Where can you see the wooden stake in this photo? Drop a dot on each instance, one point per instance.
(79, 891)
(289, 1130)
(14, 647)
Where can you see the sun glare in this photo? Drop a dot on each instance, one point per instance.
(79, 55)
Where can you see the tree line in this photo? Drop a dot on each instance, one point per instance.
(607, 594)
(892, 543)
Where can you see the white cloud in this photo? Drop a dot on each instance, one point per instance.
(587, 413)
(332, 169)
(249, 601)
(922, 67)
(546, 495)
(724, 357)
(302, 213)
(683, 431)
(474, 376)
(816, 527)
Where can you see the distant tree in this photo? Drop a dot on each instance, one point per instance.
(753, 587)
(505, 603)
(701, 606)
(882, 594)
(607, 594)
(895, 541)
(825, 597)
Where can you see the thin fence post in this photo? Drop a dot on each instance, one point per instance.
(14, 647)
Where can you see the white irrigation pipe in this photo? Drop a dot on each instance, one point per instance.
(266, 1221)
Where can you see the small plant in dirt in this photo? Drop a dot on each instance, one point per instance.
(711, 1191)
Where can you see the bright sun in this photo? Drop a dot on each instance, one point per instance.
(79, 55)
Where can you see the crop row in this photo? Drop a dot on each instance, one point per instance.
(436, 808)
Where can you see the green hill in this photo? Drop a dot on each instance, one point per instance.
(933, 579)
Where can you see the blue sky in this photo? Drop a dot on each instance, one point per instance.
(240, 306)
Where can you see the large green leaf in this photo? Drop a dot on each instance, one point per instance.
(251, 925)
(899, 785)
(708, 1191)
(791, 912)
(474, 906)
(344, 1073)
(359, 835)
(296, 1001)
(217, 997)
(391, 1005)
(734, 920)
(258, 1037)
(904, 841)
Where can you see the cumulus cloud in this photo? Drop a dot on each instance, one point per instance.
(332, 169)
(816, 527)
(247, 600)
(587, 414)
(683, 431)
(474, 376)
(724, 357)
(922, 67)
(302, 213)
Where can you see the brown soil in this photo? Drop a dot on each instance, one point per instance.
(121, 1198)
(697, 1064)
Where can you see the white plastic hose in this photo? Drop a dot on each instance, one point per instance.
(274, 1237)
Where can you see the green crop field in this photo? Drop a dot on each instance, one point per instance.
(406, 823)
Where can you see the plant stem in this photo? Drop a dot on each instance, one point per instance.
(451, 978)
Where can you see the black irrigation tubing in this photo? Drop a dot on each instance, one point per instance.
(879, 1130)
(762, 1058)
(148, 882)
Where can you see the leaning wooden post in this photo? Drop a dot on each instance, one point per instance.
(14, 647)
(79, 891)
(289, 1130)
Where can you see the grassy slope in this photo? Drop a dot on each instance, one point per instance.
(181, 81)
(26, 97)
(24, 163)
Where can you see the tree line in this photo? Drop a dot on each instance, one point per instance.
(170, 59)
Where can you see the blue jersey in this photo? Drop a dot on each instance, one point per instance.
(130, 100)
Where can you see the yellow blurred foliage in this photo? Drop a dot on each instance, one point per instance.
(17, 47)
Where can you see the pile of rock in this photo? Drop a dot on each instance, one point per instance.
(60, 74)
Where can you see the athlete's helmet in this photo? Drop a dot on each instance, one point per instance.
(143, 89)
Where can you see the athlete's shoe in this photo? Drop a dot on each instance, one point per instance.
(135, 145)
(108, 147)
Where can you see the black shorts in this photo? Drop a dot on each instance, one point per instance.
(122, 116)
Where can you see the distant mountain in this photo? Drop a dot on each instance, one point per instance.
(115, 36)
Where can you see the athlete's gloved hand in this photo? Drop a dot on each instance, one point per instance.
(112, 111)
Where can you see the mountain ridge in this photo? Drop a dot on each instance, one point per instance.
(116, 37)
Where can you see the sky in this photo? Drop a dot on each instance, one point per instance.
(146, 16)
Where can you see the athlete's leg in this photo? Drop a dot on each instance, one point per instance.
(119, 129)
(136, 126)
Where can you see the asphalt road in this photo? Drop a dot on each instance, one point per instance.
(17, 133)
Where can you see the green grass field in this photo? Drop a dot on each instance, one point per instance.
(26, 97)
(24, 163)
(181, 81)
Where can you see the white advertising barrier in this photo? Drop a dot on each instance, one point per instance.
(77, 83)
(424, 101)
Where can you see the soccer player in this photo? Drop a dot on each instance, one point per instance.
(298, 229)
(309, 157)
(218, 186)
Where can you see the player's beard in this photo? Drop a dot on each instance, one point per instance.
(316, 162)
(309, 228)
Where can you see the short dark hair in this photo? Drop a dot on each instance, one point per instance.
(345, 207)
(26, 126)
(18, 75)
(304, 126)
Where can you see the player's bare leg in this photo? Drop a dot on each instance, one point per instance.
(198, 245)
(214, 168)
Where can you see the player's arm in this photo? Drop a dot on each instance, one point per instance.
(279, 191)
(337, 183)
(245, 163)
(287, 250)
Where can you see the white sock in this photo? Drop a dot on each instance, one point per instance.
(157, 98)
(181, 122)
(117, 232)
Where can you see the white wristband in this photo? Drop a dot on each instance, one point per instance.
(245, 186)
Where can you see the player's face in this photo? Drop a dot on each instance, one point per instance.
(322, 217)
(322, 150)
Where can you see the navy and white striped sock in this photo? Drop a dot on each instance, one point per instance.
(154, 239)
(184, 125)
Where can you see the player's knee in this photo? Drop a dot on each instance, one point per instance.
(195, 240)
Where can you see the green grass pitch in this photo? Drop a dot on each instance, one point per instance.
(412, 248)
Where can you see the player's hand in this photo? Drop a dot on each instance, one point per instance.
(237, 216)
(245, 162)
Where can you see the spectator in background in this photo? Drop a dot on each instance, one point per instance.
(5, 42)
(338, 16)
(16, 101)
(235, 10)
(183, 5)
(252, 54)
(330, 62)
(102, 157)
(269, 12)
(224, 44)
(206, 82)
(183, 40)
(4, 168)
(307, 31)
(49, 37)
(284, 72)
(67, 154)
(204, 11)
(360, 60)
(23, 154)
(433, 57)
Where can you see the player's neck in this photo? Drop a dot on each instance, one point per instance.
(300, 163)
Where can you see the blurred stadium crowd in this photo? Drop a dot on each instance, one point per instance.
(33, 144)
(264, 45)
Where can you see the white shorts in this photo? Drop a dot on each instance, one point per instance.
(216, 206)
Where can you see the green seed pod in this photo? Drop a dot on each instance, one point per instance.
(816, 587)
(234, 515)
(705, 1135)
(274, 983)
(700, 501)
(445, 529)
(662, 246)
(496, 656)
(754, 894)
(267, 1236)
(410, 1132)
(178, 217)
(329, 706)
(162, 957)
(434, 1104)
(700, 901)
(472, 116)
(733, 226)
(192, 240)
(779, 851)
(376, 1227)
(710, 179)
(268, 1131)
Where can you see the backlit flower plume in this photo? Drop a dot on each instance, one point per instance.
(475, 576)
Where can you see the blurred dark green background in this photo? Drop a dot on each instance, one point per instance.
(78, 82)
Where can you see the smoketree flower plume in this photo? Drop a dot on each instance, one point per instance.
++++++++
WORK ORDER →
Every word of the data above should be given again, exactly as it stands.

WRITTEN SOLUTION →
Where can you see the wooden stake in this photo? Drop a dot on each instance, one point per instance.
(79, 891)
(289, 1130)
(14, 647)
Where can you see the sun glare in this photo? Drop a dot on each instance, one point per instance.
(79, 55)
Where can you see the tree line in this photo? Drop a dot on each instance, one point per instance.
(607, 594)
(892, 543)
Where can you see the white cloud in this photo? Drop a dot on each instance, one point per instance.
(587, 413)
(332, 169)
(249, 601)
(922, 67)
(546, 495)
(724, 357)
(302, 213)
(683, 431)
(474, 376)
(816, 527)
Where can you see the distant tree in this photo? Drop a dot on each instance, one point per instance.
(753, 587)
(505, 603)
(701, 606)
(882, 594)
(607, 594)
(895, 541)
(825, 597)
Where can you see the thin fence post in this photo? Drop a dot on each instance, one point per instance.
(14, 647)
Where can you see the white irrigation pipe in this photo? Drop a dot on each instance, one point per instance.
(266, 1221)
Where can you see the small plant in dirt in this photo? Drop a dot on each instance, one point per instance.
(711, 1191)
Where can you see the bright sun in this photo? Drop a dot on each instance, one point per instance.
(79, 55)
Where can you see the crop row in this photo? Drop a dot on each instance, one point per instance.
(436, 808)
Where can you see the green hill in this photo? Drop a dot on each instance, one point per instance.
(933, 579)
Where can you see the blue sky in this photo? Drop a dot on each instance, one point per instance.
(240, 306)
Where can you see the large green leaf in this photo? Drop a dot on each instance, one point per instance.
(251, 925)
(899, 785)
(708, 1191)
(791, 912)
(474, 906)
(344, 1073)
(359, 835)
(296, 1001)
(217, 997)
(391, 1005)
(734, 920)
(258, 1037)
(904, 841)
Where can you see the cumulus cloud in this photo? Drop a dot on each instance, one point per instance.
(332, 169)
(816, 527)
(247, 600)
(587, 414)
(683, 431)
(474, 376)
(724, 357)
(922, 67)
(302, 213)
Where can you see the brown soil in this photo? Drop a dot on each instance, one point per instance.
(121, 1198)
(697, 1064)
Where can you see the white plastic hose in this photo? Drop a dot on each instance, one point per instance.
(274, 1237)
Where can you see the green crop field in this photo? Drop a dot on each instance, one point per instance.
(406, 823)
Where can you see the plant stem in this photo? Drop a dot on each instance, one point per instance.
(451, 978)
Where can you see the black irrigation tubing in this photo? Drop a dot on each instance, one point per instance.
(879, 1130)
(762, 1058)
(148, 882)
Where can you see the leaning wooden post in this photo? Drop a dot on each instance, one point per instance.
(14, 647)
(79, 891)
(289, 1130)
Where can you see the grassy slope in this photo? Drop a dot on each instance, one point per instance.
(181, 81)
(26, 97)
(24, 163)
Where can you see the tree line in this photo? Drop a dot on each instance, one point per instance.
(170, 59)
Where can you see the blue jersey in this photo? Drop a dot on each instance, one point per instance.
(130, 100)
Where can you see the yellow blurred foliage in this photo? Drop a dot on each instance, one point per instance.
(17, 47)
Where can you see the pile of rock in this photo? Drop a dot on each instance, one point per instance.
(60, 74)
Where can you see the athlete's helmet in this photo? Drop a dot on each instance, one point per instance.
(143, 89)
Where can you see the athlete's shoe in this photo? Drop a dot on each instance, one point per instance.
(135, 145)
(108, 147)
Where can you see the black shorts in this photo? Drop a dot on each instance, one point per instance.
(122, 116)
Where can you see the distant mountain in this photo? Drop a dot on each instance, one point per instance.
(115, 36)
Where can you see the athlete's gloved hand in this photo? Drop a dot on each instance, one point per instance.
(112, 111)
Where can you see the mountain ridge in this photo? Drop a dot on each instance, one point per instance.
(116, 37)
Where can you see the sky in this photo? Drop a dot on each instance, one point per instance.
(146, 16)
Where can you see the athlete's leg in this photo? Drop a dot on each instance, one point per instance.
(119, 129)
(136, 126)
Where can you see the asphalt road in this photo? Drop a dot on each instance, one point per instance.
(17, 133)
Where can you see the green grass field in this photo? Drop a dot on each instance, one point per instance.
(26, 97)
(24, 163)
(181, 81)
Where can you see the white advertising barrier in this photo? Drop a dot on each instance, one point per instance.
(77, 83)
(424, 101)
Where can you see the soccer player in this photo? Drop a dot on each instance, one point per instance.
(298, 229)
(309, 157)
(218, 186)
Where can you see the player's beard in this photo? Drop a dot on each instance, one point per instance.
(316, 162)
(309, 228)
Where can you see the short dark hair in this photo? Drop a dot on each instance, one point per instance.
(345, 207)
(26, 126)
(18, 75)
(304, 126)
Where can you see the player's bare leg in this photo? Drop a dot on each instance, one point per instance.
(198, 245)
(214, 168)
Where can you see the player's arm in this photo? Drop a dot on each instance, one point per instance.
(279, 191)
(337, 183)
(245, 163)
(287, 250)
Where can you see the white sock in this photo? Drop a dot on each instance, one point per instance.
(157, 98)
(181, 122)
(117, 232)
Where can you see the white wristband in this photo? Drop a dot on each instance, one point per instance.
(245, 186)
Where can you see the player's face in this photo? Drop a dot on each instance, one point per instance.
(322, 217)
(322, 150)
Where can you see the navy and white striped sock in this photo? Drop a dot on each instance, one point per instance.
(154, 239)
(184, 125)
Where can you see the player's knee in this photo? Drop a dot on each instance, one point per instance.
(195, 240)
Where can you see the green grass pitch in this photo? Drop a dot on each instance, one point per instance.
(412, 248)
Where can you see the player's hand in this photo? Drop a dot on each instance, one point per instance.
(237, 216)
(245, 162)
Where can you see the spectator in background in this photo? Drop a dot on each instance, one point per instance.
(5, 42)
(338, 16)
(16, 101)
(235, 10)
(183, 5)
(252, 54)
(330, 62)
(102, 157)
(269, 12)
(224, 44)
(206, 82)
(183, 40)
(4, 168)
(307, 31)
(49, 37)
(284, 72)
(67, 154)
(204, 11)
(360, 60)
(23, 154)
(433, 57)
Where can you see the player's neck in this photo? Drop a dot on each instance, one point per instance.
(300, 163)
Where can you see the blurred stadium crowd in this photo? Drop a dot on each instance, one point per instance.
(33, 144)
(264, 45)
Where can you see the white shorts in this photo? Drop a dot on each instance, one point per instance.
(216, 206)
Where can you see the green seed pod in this photo? Drop a dot on each instance, one point per instance.
(816, 587)
(234, 515)
(705, 1135)
(274, 983)
(700, 501)
(445, 529)
(662, 246)
(496, 656)
(754, 894)
(267, 1236)
(410, 1132)
(178, 217)
(329, 706)
(162, 957)
(434, 1104)
(700, 901)
(472, 116)
(733, 226)
(192, 240)
(779, 851)
(376, 1227)
(710, 179)
(268, 1131)
Where can you see the backlit flower plume in this photo? Drop a dot on each instance, one point per instance.
(475, 576)
Where can you see the blurred dark green background in this photo? Drop a dot on each instance, one point per instance.
(78, 82)
Where can you see the smoketree flower plume in this photo? Drop a dot on each instance, one point per instance.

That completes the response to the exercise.